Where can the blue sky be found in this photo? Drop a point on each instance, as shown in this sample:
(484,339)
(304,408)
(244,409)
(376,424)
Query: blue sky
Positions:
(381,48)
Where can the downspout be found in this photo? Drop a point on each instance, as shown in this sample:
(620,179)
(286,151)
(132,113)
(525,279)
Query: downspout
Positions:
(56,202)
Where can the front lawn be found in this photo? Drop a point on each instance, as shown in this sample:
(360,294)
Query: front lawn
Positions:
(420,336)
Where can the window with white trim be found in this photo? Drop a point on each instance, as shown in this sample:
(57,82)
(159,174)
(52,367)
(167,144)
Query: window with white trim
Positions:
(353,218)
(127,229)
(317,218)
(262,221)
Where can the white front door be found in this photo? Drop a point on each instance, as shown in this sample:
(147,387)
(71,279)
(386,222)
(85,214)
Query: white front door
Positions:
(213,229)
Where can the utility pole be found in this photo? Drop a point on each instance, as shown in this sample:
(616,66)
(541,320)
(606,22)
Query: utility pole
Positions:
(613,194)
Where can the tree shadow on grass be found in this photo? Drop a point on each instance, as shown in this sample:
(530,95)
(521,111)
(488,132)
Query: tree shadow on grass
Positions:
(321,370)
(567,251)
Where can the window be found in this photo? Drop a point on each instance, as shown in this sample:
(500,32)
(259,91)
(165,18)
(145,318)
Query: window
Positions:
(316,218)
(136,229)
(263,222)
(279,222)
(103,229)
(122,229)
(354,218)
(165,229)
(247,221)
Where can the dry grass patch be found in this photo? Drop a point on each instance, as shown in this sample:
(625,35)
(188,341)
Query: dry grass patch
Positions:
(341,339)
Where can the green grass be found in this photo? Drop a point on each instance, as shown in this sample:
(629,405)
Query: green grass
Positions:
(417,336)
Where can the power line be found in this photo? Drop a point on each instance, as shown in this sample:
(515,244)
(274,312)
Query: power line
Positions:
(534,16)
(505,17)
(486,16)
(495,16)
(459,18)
....
:: Stated exercise ::
Each line of the material must be restated exactly.

:: Result ::
Where can the blue sky be found in this photo? Drop a point on each instance, as shown in this sample:
(484,339)
(304,408)
(244,409)
(376,424)
Query: blue sky
Positions:
(381,48)
Where can the downspout be found in this photo? Drop a point on each instance, as shown in this sample:
(620,179)
(286,151)
(132,113)
(525,279)
Query: downspout
Positions:
(56,202)
Where can the front lawn be found in this photo? Drop a point on each instance, as shown in this sample:
(360,294)
Query: front lawn
Positions:
(420,336)
Where can the window with white trim be found in this photo? Drop a point on each instance, as shown in this sample:
(57,82)
(159,174)
(52,367)
(167,144)
Query: window with white trim
Positions:
(353,218)
(127,229)
(317,218)
(262,221)
Where can the white front door be found in this photo? Drop a point on each instance, as shown in this sample:
(147,387)
(71,279)
(386,222)
(85,214)
Query: white front door
Positions:
(213,229)
Where can the utility pole be found in this photo? Drop a point on each instance, as shown in this sample:
(616,66)
(541,320)
(606,22)
Query: utility pole
Positions:
(613,194)
Where can the tree shadow on grass be found in this photo? Drop a point on each instance, as shown in this sample:
(530,95)
(521,111)
(488,132)
Query: tree shadow on grass
Positions:
(321,370)
(567,251)
Where can the window be found in this photo? Drop a point on each instance, as shown in this sample:
(500,32)
(259,91)
(165,18)
(145,318)
Query: window
Positions:
(316,218)
(136,229)
(263,222)
(279,222)
(103,229)
(122,229)
(354,218)
(165,229)
(247,221)
Where can the dry grass patch be found in this photo? Drop a point on each instance, as shown in this sample:
(625,35)
(188,341)
Query: dry grass patch
Positions:
(341,339)
Where can the green grass be found in this photo? Drop a point on each instance, as shown in this sample:
(629,405)
Query: green grass
Positions:
(417,336)
Where can the power line be found in this photo? Drop a point on each instance, as shown in this sample:
(515,244)
(274,312)
Query: power line
Positions:
(534,16)
(505,17)
(486,16)
(495,16)
(459,18)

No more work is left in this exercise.